Task set:
#1 Using the Parkinson's patient selection passage below, decide whether each statement agrees with it: (a) All 480 patients were identified through a review of medical records at the University hospitals of Aarhus. (b) PD was diagnosed according to the United Kingdom Parkinson's Disease Brain Bank Diagnostic Criteria. (c) More patients were excluded for dementia than for disease onset under age 50. Answer yes or no for each, and quote the passage's deciding words.
#2 Summarize the Parkinson's patient selection passage below in two sentences.

Document passage:
####

A total of 480 outpatients with PD, residing in the region formerly known as Aarhus County, Denmark, were identified from a review of medical records, at the University hospitals of Aarhus. Some patients were identified by neurologists practicing in the county. PD was diagnosed in accordance with the United Kingdom Parkinson's Disease Brain Bank Diagnostic Criteria.15

A total of 272 patients were excluded for the following reasons: dementia (N=53), severe psychiatric illness other than depression (N=7), other neurological disorders than PD or head trauma with loss of consciousness (N=76), alcohol or substance abuse (N=5), moved outside the county or had Danish as a secondary language (N=15), had deep brain-stimulation implant (N=20), were under age 50 at disease onset (N=60), suspicion of other diagnosis than idiopathic PD (N=36).

####

Stored data:
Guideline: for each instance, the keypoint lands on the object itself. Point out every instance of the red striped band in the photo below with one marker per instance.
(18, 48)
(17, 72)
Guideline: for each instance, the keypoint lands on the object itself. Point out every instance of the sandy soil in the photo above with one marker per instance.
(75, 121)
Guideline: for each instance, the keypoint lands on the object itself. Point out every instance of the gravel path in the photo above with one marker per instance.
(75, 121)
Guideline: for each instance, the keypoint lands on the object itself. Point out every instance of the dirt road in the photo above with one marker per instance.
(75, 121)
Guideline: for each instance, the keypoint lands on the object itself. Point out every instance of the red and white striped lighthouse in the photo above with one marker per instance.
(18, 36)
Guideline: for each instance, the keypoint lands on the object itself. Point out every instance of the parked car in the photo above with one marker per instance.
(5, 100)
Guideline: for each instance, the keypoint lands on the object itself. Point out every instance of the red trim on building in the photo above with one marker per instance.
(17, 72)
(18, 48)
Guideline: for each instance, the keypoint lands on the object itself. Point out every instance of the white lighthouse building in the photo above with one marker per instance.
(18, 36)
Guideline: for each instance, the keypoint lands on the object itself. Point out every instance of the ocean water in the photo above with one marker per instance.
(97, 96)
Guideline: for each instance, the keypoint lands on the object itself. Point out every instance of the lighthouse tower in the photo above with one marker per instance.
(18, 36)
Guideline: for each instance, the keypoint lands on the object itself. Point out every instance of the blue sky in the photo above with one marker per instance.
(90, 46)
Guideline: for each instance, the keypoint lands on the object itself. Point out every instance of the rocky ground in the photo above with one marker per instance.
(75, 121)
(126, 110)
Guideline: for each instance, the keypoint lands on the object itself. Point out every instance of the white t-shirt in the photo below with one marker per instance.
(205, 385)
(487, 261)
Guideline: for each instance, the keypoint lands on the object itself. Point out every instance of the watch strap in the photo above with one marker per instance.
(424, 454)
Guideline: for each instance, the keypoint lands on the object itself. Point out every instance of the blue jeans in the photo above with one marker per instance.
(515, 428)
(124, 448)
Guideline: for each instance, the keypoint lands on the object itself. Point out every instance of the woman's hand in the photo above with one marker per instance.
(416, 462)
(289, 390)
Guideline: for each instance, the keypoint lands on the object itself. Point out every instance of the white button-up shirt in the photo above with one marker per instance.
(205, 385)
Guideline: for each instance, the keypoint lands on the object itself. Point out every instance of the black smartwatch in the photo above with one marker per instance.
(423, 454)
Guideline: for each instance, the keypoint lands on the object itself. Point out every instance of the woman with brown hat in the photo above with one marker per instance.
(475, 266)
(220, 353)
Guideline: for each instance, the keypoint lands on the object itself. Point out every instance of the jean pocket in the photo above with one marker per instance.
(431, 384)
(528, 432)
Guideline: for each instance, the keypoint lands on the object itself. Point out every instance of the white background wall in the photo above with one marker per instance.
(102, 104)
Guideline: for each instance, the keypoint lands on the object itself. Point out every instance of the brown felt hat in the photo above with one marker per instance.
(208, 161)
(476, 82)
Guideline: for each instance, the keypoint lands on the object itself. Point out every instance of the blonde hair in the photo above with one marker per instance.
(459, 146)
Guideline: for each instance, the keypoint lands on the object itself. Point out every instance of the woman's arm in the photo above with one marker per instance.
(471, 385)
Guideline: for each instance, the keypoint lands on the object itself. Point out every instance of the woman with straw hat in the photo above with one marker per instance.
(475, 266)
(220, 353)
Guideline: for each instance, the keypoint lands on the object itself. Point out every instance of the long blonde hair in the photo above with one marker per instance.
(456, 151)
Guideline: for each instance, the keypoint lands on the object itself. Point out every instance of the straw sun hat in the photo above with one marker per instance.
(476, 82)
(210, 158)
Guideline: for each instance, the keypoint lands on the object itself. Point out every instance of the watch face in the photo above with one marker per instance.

####

Written answers:
#1
(a) No: "Some patients were identified by neurologists practicing in the county."
(b) Yes: "PD was diagnosed in accordance with the United Kingdom Parkinson's Disease Brain Bank Diagnostic Criteria."
(c) No: "dementia (N=53)" and "were under age 50 at disease onset (N=60)"

#2 A total of 480 outpatients with PD living in the former Aarhus County, Denmark, were identified through medical records at the University hospitals of Aarhus and by neurologists in the county, and they were diagnosed under the United Kingdom Parkinson's Disease Brain Bank Diagnostic Criteria. Of these, 272 were excluded, most often for other neurological disorders or head trauma with loss of consciousness (76), onset before age 50 (60), or dementia (53).